* [What is required]: Repeat every one of the records below word for word, keeping each line as it appears.

Entries for pointing and labeling:
====================
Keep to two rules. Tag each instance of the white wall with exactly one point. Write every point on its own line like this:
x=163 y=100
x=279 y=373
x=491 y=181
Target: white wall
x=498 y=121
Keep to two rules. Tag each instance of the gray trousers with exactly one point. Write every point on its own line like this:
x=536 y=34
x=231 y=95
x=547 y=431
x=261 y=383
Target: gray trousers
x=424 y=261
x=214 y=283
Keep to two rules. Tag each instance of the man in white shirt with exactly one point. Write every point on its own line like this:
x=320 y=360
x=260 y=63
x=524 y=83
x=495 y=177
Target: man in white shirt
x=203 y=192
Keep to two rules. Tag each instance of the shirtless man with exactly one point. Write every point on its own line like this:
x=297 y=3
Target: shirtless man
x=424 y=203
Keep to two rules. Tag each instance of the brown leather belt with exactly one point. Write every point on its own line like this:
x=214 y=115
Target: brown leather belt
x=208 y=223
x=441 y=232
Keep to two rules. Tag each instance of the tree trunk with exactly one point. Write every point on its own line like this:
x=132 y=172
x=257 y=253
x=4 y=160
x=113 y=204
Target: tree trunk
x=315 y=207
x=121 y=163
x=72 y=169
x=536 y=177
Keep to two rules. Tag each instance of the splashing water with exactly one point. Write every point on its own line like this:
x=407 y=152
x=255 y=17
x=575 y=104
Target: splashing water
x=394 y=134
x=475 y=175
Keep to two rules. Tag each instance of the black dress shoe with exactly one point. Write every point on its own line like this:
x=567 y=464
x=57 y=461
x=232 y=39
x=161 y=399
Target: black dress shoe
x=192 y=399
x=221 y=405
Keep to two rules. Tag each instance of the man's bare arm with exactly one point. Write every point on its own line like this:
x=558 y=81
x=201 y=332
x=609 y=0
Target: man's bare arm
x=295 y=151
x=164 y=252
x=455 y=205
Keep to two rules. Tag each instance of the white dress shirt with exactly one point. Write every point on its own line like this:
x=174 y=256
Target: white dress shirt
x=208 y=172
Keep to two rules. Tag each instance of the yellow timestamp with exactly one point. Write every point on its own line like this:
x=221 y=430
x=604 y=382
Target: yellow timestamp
====================
* [Task answer]:
Keep to two rules. Tag each instance of the white wall with exactly one point. Write every point on its own line like this:
x=163 y=100
x=279 y=373
x=491 y=181
Target: white wall
x=498 y=121
Keep to two rules. Tag each instance of the gray trousers with exactly one point. Write every point on its own line like this:
x=536 y=34
x=231 y=95
x=547 y=431
x=261 y=383
Target: gray trousers
x=424 y=261
x=214 y=283
Keep to two rules. Tag each instance of the man in white shirt with exactly one point. Write every point on its own line like this:
x=320 y=360
x=260 y=63
x=524 y=83
x=495 y=177
Target: man in white shirt
x=203 y=192
Keep to two rules. Tag each instance of the shirtless man with exactly one point. Write every point on its own line like this:
x=297 y=3
Target: shirtless man
x=424 y=203
Keep to two rules. Tag each instance of the brown leather belt with exactly one point. Write every point on its own line like this:
x=214 y=115
Target: brown leather belt
x=208 y=223
x=441 y=232
Keep to two rules. Tag each instance of the tree trunk with exactly one point. Write every point on its own line like this:
x=132 y=172
x=257 y=253
x=4 y=160
x=113 y=204
Target: tree trunk
x=315 y=207
x=121 y=163
x=72 y=169
x=536 y=177
Keep to two rules. Tag each instance of the splashing water with exactly one point. Write every point on its own line like this:
x=407 y=152
x=255 y=17
x=575 y=104
Target: splashing water
x=394 y=134
x=475 y=175
Keep to two rules. Tag each instance of the black dress shoe with exactly one point. Write every point on its own line like this:
x=567 y=464
x=57 y=461
x=232 y=39
x=161 y=399
Target: black dress shoe
x=192 y=399
x=221 y=405
Keep to two rules. Tag each instance of the man's bare arm with exactly one point. Write every point on its own line like this:
x=558 y=81
x=201 y=332
x=609 y=0
Target: man's bare arm
x=295 y=151
x=164 y=252
x=455 y=205
Keep to two rules. Tag each instance of the white dress shirt with exactly one point. Write every point on its own line like this:
x=174 y=256
Target: white dress shirt
x=208 y=172
Keep to two rules. Tag each instance of the yellow timestamp with exactly one point. Write every point on its own line like this:
x=221 y=430
x=604 y=382
Target: yellow timestamp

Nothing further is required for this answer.